- **Problem to work on**: Find the word "awareness" below. Copy each line that has it.

- **Phrase grounding data**:

BEGIN

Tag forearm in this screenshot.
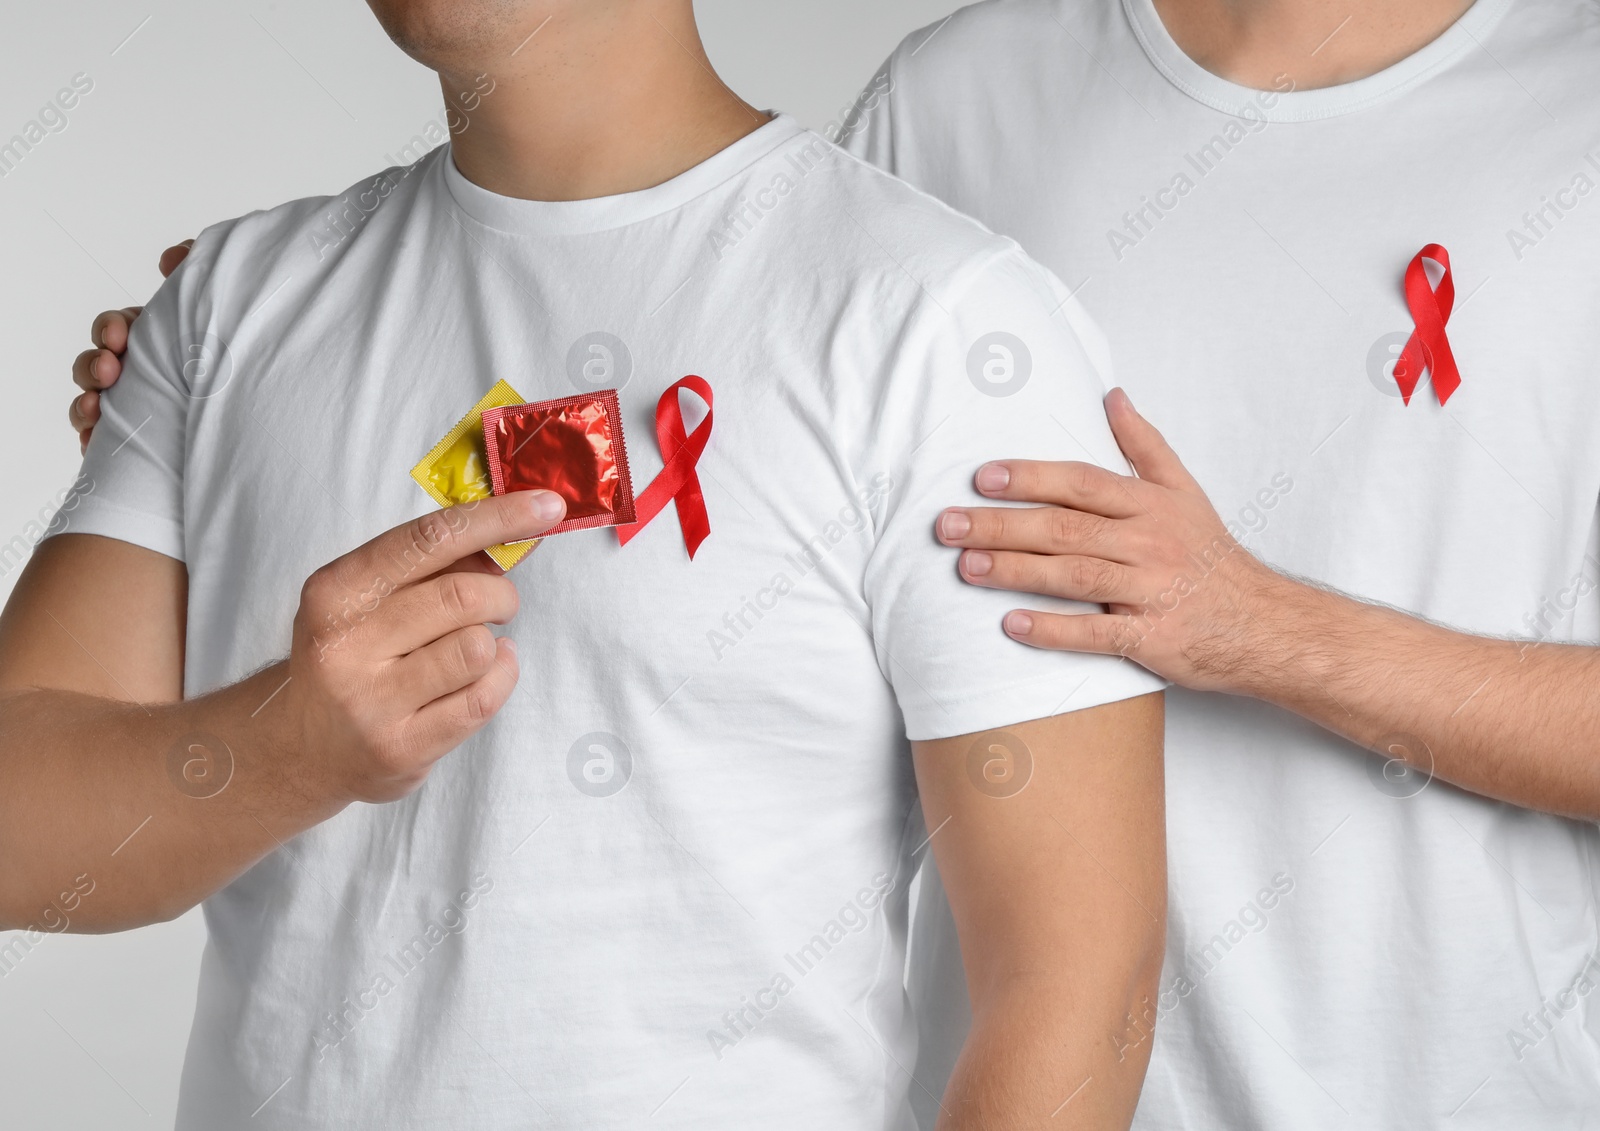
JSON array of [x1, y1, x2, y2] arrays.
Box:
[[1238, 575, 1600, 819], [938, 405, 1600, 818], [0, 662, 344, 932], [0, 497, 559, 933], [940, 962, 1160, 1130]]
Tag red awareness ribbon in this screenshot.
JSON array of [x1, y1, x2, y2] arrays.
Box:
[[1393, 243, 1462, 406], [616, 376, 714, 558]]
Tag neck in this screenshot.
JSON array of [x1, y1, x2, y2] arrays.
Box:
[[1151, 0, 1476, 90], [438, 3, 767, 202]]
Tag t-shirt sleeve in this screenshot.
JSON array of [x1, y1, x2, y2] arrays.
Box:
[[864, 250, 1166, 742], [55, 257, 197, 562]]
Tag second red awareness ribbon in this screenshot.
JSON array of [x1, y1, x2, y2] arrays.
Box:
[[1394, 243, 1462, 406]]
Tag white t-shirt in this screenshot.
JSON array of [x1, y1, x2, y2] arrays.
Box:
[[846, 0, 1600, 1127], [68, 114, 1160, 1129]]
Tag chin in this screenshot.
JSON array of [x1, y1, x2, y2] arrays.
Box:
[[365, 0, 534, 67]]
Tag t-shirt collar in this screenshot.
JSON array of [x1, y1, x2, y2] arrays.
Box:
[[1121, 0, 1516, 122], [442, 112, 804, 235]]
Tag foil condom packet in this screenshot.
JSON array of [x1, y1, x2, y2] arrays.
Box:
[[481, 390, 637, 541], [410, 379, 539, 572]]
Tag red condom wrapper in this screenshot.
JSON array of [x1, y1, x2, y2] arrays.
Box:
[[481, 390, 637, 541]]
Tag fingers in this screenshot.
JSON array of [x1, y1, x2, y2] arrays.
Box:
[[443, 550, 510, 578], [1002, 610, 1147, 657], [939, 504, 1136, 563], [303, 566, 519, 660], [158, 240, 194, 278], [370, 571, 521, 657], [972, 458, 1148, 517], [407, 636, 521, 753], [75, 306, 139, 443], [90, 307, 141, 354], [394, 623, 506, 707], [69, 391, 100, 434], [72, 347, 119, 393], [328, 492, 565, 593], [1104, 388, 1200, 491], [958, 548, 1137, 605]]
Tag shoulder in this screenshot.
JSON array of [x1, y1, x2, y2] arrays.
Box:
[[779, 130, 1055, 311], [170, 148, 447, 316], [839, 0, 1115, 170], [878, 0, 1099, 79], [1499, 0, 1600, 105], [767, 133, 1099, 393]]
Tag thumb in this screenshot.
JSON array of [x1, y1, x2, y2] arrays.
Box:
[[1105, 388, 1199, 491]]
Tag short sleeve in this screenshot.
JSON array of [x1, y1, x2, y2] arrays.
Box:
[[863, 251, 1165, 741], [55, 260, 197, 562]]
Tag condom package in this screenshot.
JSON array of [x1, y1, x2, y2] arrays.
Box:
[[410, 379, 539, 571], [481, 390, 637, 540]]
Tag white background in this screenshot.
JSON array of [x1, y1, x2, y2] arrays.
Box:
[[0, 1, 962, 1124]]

END
BEGIN

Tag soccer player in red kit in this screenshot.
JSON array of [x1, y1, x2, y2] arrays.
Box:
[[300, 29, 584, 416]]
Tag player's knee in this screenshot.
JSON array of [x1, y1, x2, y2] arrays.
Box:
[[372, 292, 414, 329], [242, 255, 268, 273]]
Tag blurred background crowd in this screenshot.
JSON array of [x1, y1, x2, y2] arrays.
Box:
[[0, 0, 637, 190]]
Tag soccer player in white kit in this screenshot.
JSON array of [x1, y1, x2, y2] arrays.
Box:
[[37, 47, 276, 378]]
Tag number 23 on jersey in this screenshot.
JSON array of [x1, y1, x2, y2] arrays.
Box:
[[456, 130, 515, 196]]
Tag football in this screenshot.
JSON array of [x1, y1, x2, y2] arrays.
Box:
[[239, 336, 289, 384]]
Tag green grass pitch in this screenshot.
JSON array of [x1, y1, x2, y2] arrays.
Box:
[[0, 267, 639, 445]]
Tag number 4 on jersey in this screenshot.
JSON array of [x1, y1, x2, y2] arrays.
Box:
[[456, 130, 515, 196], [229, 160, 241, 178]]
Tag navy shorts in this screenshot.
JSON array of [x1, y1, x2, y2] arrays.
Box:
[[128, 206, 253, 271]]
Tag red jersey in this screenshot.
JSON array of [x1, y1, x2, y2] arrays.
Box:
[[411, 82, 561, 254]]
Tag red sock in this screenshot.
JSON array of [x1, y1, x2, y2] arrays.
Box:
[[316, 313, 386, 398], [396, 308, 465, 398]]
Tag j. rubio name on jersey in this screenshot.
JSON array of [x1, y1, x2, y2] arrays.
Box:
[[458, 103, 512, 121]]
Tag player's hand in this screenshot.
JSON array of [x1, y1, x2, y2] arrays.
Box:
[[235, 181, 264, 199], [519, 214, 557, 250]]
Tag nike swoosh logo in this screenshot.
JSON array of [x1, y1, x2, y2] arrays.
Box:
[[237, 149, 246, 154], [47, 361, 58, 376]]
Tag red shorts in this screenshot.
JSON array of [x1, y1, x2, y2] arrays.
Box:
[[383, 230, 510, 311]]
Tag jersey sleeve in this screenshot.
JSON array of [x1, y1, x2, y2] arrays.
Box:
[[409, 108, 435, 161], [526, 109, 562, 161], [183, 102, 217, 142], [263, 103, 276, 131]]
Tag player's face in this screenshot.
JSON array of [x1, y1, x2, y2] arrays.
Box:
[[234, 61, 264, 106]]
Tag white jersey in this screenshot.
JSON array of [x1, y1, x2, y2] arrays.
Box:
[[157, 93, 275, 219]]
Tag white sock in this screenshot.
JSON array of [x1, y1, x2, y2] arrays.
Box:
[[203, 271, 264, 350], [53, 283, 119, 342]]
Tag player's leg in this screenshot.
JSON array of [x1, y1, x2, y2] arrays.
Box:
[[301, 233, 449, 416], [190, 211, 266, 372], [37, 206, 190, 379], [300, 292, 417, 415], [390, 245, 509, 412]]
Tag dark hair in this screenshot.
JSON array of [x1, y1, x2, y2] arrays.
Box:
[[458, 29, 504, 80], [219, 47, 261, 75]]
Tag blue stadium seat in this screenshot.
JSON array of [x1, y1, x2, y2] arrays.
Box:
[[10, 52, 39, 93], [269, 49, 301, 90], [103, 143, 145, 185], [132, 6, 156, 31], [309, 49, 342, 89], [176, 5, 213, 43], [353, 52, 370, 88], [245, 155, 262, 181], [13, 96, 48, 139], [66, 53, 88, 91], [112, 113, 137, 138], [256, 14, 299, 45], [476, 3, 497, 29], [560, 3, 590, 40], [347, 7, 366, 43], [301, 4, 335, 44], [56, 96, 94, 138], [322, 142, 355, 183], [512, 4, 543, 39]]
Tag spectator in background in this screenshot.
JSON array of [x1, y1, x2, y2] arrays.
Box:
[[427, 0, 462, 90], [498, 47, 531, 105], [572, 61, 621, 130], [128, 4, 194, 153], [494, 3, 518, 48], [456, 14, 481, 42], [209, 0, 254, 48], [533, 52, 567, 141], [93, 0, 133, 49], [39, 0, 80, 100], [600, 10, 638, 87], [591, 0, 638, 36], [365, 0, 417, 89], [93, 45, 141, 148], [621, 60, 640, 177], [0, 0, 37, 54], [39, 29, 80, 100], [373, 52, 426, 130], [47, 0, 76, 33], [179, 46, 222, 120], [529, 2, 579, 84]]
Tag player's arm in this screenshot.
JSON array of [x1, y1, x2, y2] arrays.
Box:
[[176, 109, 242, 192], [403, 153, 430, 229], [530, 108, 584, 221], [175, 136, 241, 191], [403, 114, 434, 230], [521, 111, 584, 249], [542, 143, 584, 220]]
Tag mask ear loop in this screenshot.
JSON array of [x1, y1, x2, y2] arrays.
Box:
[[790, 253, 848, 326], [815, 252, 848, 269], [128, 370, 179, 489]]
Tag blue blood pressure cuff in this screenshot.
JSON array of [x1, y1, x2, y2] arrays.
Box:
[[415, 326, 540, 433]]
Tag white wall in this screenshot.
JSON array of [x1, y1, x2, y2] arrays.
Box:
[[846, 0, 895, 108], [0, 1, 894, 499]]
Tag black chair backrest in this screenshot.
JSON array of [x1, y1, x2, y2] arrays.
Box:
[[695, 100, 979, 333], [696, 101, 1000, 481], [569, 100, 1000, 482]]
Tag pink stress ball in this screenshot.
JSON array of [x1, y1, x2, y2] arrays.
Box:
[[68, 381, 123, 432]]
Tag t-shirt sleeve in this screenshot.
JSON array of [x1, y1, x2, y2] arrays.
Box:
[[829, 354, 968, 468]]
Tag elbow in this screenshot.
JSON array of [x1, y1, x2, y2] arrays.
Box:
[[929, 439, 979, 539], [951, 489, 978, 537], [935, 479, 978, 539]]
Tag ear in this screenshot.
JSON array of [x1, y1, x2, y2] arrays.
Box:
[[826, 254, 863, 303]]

END
BEGIN

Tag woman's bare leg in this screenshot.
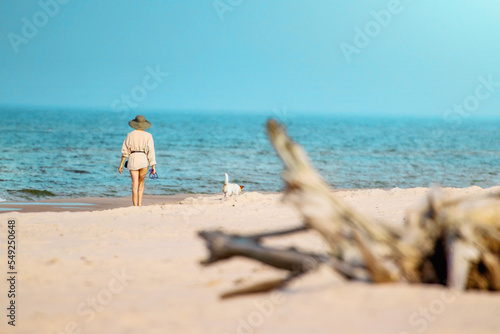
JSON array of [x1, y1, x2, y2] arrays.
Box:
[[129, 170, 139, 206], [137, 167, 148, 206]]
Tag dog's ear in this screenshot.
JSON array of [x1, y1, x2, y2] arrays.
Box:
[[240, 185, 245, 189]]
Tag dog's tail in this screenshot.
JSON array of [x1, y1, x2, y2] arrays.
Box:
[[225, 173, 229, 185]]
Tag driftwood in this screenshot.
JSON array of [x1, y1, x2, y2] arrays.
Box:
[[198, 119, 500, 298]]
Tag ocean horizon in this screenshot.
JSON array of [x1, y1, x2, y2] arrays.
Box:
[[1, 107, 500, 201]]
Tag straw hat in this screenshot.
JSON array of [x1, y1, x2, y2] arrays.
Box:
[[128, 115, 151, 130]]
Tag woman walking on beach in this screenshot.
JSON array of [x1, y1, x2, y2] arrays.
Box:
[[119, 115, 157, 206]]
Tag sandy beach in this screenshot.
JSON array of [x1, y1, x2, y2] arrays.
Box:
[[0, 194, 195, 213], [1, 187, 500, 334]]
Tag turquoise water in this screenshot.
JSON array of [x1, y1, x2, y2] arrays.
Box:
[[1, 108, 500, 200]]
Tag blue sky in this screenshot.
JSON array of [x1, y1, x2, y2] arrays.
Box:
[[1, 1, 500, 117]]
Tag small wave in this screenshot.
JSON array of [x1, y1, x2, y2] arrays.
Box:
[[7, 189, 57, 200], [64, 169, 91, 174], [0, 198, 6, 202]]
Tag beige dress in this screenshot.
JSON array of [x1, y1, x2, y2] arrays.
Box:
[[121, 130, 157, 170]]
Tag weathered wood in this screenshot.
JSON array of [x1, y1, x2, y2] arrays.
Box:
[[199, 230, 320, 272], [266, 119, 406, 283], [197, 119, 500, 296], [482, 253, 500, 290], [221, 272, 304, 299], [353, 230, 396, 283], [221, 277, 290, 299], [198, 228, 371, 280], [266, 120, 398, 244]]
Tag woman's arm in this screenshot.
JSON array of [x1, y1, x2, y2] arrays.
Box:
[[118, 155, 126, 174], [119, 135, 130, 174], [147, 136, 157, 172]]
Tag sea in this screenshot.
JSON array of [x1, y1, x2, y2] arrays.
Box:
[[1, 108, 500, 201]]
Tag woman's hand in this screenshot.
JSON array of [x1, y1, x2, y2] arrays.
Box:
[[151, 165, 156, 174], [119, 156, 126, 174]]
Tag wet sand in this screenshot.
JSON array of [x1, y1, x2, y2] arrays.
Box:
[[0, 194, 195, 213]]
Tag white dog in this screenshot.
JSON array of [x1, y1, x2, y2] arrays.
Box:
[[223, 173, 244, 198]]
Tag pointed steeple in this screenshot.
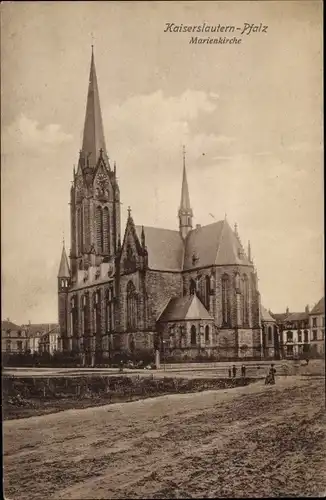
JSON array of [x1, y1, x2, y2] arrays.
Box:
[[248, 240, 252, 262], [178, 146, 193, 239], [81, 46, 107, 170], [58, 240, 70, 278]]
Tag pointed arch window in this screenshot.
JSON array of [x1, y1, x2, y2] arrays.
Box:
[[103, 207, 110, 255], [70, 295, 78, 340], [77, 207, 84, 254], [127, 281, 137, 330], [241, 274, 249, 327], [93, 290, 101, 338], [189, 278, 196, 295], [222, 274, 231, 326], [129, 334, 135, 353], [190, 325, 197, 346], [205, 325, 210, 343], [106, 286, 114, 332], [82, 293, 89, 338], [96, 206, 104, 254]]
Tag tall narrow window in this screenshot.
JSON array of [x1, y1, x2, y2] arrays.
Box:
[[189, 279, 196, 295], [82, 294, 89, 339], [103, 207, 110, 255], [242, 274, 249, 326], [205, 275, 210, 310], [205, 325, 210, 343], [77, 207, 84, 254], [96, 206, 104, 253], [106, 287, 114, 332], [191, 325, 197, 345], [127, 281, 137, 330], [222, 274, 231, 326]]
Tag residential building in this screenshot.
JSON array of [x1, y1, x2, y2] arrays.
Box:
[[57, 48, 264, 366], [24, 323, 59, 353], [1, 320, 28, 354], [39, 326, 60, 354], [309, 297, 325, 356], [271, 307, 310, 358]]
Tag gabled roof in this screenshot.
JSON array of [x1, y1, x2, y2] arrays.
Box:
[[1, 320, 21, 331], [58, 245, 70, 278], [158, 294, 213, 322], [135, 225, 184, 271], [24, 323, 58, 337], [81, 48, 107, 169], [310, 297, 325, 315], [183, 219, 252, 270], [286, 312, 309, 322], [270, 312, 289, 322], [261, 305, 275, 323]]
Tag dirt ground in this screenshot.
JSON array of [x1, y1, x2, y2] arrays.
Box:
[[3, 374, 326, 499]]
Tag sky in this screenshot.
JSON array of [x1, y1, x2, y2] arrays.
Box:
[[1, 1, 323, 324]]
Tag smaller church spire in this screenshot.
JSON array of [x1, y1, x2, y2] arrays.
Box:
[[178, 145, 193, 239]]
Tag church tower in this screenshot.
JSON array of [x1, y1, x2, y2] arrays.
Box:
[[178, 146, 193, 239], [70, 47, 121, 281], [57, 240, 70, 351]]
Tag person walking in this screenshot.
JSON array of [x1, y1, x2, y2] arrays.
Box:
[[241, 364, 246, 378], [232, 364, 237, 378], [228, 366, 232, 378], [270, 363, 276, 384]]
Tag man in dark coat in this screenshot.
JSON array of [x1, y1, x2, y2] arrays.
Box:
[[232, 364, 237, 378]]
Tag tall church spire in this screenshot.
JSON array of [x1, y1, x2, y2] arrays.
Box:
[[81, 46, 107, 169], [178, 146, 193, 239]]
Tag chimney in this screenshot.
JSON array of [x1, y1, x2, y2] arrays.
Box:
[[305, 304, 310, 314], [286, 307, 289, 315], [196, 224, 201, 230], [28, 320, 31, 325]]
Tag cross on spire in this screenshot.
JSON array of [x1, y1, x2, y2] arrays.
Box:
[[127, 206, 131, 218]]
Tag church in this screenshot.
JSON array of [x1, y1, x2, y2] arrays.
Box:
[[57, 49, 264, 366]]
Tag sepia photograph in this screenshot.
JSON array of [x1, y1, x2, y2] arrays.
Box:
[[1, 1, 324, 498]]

END

- **Your solution**:
Tag red awareness ribbon in this screenshot.
Tag second red awareness ribbon in this screenshot.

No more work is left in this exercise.